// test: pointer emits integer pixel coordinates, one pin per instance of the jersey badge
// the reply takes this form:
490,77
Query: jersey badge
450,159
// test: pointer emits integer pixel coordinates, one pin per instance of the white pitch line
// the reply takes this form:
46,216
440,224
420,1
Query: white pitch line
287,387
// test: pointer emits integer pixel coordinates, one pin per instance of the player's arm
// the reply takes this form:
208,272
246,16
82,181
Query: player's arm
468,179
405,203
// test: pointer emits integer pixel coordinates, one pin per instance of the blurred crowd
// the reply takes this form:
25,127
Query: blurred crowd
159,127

• • • • • • •

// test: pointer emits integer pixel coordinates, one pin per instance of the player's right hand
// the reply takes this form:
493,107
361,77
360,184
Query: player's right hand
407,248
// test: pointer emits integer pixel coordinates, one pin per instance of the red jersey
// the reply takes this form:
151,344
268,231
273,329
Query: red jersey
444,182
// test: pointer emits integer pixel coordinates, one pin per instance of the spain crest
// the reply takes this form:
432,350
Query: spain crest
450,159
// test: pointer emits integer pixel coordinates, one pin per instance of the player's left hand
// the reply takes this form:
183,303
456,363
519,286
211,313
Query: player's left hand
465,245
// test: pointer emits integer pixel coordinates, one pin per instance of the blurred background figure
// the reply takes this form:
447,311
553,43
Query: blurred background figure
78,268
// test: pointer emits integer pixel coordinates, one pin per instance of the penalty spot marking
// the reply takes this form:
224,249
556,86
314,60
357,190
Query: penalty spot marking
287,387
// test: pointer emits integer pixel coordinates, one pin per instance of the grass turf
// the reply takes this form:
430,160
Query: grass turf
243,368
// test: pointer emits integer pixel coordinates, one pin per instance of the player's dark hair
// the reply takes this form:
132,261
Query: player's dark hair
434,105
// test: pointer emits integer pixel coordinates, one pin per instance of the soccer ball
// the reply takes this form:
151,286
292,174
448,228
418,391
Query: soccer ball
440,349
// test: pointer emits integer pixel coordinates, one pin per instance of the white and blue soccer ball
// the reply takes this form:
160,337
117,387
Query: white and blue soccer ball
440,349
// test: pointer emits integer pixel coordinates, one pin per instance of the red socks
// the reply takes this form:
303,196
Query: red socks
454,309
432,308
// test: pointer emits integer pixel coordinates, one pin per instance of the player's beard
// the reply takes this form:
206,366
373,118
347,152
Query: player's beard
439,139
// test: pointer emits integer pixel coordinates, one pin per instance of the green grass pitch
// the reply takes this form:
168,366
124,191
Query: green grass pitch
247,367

• • • • • • •

Select every line of the entries above that contains the string "socks", matching case exactly, and copy each line in full.

#### [Final result]
// test: pointer emits integer pixel coordinates, one pin per instance of the red socks
Query: red socks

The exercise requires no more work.